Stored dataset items
● ● ● ● ● ● ●
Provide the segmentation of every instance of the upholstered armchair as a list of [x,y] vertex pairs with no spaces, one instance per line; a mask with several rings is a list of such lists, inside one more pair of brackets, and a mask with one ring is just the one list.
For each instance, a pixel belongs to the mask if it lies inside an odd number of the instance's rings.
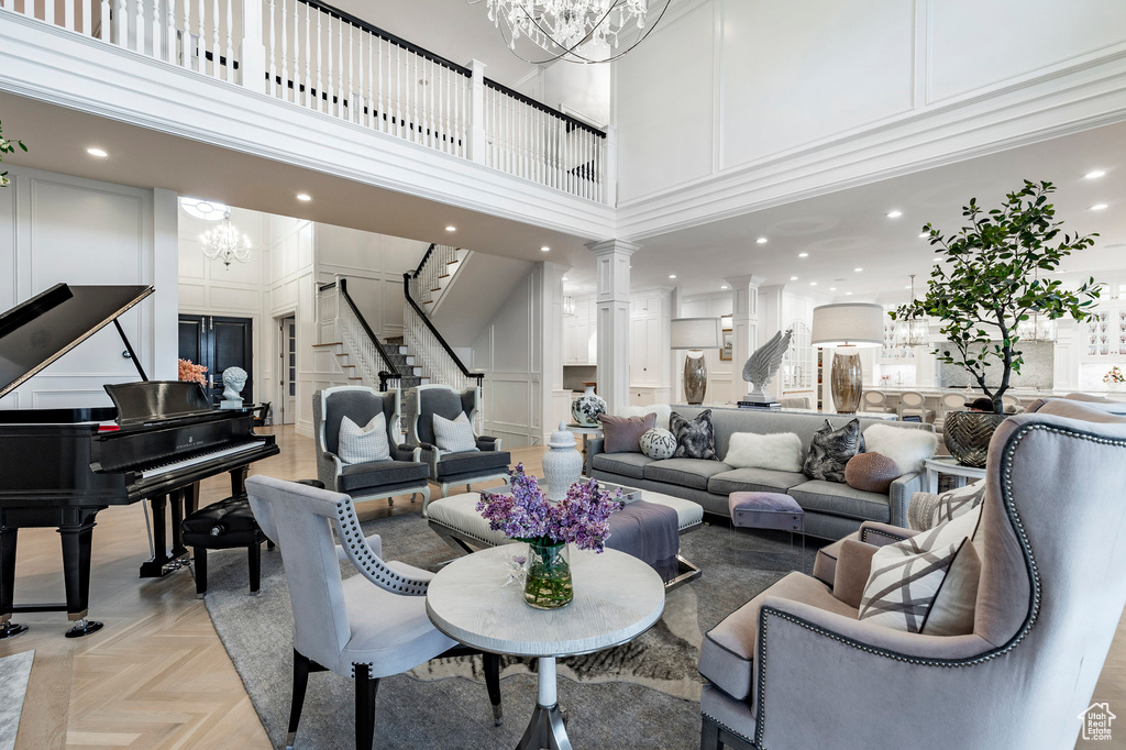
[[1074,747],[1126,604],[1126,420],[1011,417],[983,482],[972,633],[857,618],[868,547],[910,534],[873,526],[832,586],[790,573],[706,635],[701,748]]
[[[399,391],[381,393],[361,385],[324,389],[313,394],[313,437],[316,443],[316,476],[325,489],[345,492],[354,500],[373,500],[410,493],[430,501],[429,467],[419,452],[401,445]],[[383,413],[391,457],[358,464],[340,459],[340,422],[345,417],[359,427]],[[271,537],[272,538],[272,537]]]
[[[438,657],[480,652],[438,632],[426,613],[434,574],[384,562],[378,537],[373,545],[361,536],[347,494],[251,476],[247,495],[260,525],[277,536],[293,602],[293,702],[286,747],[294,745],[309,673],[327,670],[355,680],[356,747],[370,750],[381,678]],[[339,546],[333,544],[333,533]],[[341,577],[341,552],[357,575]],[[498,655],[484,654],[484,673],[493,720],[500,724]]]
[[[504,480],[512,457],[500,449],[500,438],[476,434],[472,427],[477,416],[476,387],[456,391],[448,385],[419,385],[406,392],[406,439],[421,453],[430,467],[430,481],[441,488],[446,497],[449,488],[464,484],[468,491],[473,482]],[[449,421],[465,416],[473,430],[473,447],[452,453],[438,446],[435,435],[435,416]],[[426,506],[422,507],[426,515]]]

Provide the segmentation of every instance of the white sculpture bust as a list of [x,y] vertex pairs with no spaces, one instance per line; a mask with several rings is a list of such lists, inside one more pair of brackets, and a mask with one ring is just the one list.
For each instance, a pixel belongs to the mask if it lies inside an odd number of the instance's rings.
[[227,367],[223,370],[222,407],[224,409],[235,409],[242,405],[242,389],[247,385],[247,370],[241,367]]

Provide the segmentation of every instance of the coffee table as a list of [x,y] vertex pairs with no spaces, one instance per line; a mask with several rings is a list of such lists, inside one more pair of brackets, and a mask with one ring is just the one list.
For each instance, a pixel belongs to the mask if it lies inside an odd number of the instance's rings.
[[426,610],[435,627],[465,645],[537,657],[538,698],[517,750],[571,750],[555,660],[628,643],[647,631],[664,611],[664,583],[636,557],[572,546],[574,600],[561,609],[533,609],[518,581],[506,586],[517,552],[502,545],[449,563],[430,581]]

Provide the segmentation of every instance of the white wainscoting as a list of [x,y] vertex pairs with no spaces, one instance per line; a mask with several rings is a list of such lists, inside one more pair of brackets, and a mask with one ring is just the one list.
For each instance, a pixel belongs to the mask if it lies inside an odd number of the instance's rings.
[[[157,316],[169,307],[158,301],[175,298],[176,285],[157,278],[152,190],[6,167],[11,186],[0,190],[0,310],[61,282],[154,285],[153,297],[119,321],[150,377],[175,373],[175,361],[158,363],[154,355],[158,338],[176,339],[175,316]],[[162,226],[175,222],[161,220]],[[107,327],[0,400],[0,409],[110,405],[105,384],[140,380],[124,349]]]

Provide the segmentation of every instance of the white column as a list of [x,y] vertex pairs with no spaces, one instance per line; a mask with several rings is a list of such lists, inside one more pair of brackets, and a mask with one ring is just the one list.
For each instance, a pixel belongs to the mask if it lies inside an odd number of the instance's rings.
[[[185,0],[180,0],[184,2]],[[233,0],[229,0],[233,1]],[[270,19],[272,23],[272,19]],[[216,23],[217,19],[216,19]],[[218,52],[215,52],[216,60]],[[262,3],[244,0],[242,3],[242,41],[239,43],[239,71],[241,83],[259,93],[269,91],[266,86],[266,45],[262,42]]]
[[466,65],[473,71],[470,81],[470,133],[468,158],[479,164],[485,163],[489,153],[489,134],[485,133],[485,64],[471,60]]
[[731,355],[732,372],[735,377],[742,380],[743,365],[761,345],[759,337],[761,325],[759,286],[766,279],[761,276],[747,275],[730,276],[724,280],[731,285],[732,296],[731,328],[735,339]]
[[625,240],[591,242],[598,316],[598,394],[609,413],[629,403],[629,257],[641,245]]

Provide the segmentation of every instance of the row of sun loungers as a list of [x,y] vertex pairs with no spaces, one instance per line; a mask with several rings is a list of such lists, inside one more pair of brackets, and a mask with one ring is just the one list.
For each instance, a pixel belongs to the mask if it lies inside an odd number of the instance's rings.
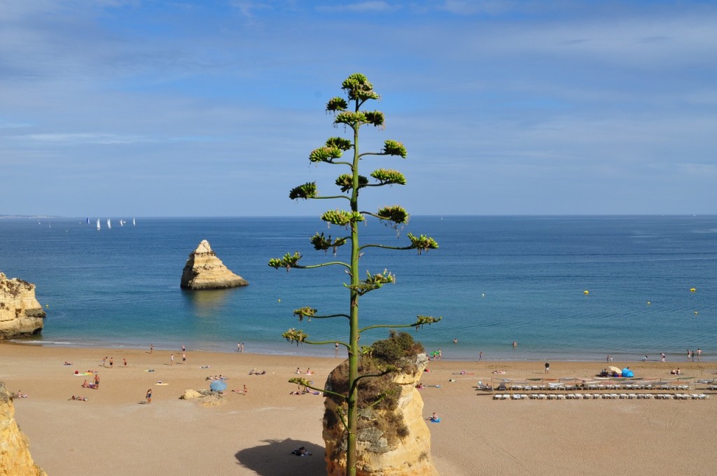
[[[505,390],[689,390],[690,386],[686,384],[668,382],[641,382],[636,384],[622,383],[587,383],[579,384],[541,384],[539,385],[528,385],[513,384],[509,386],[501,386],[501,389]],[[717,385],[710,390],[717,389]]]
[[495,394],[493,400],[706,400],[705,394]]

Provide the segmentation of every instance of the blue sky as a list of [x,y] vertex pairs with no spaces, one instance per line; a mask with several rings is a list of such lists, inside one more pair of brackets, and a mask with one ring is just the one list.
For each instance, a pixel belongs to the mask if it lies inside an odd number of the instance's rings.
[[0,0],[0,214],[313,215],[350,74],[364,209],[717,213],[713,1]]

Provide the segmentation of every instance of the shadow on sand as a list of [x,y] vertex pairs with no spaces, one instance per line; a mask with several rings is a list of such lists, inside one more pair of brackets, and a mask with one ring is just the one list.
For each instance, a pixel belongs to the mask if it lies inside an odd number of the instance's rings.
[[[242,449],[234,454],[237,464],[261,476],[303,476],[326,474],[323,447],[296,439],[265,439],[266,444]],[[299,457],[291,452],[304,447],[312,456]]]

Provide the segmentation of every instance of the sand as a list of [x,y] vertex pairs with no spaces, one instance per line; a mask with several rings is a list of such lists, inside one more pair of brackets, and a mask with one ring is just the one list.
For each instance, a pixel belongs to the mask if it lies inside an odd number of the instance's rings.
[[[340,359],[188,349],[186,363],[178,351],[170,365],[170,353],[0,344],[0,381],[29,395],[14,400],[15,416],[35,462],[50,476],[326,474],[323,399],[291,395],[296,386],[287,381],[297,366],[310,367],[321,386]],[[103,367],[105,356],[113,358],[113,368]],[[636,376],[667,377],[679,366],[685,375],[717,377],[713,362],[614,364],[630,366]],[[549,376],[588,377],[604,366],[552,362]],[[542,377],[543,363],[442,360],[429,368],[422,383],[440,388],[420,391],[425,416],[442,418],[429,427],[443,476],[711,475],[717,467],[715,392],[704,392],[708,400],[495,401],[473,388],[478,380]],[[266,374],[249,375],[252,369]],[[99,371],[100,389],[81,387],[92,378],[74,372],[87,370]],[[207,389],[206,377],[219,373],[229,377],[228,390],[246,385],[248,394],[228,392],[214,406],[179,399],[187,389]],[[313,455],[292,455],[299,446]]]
● ● ● ● ● ● ●
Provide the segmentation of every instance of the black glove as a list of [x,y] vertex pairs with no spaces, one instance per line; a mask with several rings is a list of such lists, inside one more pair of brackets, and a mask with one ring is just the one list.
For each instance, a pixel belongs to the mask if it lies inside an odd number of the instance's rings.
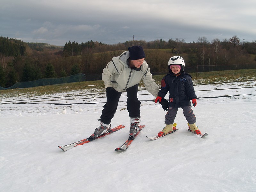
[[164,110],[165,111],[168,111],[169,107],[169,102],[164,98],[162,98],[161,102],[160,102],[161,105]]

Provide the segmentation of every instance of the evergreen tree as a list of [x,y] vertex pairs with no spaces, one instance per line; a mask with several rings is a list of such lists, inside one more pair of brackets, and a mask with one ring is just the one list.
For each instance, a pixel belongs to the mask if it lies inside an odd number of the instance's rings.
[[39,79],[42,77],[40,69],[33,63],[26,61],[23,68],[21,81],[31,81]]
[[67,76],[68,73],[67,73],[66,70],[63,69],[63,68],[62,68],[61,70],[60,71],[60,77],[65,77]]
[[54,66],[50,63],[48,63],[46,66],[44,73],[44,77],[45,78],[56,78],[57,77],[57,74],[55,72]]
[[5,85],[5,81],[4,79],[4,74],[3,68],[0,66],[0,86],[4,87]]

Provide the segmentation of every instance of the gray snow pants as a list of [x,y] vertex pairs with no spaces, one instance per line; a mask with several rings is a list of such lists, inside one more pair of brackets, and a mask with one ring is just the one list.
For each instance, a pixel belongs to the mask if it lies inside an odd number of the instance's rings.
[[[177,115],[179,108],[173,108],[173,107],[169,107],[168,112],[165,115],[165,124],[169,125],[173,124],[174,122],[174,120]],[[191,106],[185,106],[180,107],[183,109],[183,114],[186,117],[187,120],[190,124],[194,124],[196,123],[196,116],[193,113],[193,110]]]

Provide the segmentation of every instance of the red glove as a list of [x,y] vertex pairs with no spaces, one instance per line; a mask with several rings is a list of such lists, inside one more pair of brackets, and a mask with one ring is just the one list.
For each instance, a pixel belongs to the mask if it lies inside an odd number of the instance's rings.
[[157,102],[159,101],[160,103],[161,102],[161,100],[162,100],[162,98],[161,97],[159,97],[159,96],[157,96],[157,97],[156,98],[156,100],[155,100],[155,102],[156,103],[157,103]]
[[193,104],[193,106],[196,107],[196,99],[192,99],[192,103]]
● ● ● ● ● ● ●
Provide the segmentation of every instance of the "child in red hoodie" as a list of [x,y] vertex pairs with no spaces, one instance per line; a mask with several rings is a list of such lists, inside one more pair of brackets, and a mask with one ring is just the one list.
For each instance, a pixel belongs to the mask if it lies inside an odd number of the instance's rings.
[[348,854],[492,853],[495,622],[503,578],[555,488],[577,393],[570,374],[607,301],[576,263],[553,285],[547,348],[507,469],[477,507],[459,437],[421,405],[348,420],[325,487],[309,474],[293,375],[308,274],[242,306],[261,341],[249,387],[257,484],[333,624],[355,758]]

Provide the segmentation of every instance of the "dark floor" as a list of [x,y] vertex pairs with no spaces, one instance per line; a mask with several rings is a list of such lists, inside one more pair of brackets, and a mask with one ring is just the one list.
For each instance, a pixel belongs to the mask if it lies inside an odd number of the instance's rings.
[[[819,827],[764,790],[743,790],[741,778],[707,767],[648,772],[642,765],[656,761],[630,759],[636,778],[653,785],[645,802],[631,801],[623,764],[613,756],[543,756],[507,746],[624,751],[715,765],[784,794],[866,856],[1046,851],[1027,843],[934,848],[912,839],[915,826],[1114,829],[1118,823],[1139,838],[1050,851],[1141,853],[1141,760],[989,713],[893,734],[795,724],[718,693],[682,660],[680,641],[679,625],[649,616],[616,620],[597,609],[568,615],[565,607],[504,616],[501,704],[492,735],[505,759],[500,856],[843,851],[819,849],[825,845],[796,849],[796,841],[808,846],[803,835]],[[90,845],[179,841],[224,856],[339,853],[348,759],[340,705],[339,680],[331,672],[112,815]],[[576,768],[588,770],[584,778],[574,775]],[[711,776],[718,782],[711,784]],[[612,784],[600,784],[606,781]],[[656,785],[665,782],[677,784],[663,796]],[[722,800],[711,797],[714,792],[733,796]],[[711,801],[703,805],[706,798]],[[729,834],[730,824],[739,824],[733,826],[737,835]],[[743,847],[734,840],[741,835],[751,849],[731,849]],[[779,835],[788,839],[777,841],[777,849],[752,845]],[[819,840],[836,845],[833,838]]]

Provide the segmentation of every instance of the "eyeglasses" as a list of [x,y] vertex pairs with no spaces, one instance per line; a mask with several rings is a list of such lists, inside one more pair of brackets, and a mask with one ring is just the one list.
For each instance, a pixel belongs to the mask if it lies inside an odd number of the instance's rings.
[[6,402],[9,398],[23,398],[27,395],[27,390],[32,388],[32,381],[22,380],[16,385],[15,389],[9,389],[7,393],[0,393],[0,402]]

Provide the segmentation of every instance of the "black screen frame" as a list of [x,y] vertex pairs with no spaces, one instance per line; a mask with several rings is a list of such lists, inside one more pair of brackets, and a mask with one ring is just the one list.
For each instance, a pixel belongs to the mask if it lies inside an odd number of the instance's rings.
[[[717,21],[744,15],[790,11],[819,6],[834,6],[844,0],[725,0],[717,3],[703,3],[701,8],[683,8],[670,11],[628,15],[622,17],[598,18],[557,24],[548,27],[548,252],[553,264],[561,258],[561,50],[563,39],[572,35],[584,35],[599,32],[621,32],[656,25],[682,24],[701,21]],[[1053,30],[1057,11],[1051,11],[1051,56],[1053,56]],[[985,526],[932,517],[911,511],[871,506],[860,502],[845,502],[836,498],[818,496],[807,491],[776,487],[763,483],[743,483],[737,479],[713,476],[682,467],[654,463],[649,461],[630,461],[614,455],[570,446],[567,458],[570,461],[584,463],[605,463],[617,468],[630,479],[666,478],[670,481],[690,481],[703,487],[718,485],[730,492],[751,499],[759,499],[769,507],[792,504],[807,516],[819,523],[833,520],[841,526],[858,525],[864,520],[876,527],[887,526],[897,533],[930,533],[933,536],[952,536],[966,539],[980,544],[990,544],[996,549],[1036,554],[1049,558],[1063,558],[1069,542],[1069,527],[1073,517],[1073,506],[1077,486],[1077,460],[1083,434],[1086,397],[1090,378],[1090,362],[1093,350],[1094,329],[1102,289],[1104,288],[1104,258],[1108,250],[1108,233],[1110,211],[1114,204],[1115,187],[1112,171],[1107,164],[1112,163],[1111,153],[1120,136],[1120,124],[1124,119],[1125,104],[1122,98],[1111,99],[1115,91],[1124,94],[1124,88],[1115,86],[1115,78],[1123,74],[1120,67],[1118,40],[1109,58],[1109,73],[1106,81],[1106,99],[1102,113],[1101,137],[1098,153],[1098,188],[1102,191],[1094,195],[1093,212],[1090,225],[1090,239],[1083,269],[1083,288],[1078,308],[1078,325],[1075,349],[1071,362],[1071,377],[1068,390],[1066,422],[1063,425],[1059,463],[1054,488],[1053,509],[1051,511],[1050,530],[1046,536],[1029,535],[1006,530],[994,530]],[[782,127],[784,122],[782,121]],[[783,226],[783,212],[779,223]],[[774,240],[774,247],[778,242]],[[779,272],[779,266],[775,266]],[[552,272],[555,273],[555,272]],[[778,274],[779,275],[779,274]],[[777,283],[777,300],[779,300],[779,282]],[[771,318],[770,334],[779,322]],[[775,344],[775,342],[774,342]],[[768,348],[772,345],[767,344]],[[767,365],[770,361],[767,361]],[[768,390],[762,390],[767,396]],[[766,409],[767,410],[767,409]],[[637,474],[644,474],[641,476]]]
● ● ● ● ● ● ●
§ INSTRUCTION
Return, word for word, every line from the one containing "Provide the segmentation of every instance of the red" through the one containing "[[193,104],[193,106],[196,107],[196,99],[192,99],[192,103]]", with both of those lines included.

§ RESULT
Provide the segmentation of every instance of the red glove as a list of [x,y] vertex pairs with no spaces, one instance per line; a mask with several rings is a list of such lists, inside one more pair of brackets, and a mask with one ring is just the one list.
For each instance, a pixel belongs to the mask if it lies inside an odd number of the instance's rings.
[[157,102],[159,101],[160,103],[161,102],[161,100],[162,100],[162,98],[161,97],[159,97],[159,96],[157,96],[157,97],[156,98],[156,100],[155,100],[155,102],[156,103],[157,103]]
[[193,104],[193,106],[196,107],[196,99],[192,99],[192,103]]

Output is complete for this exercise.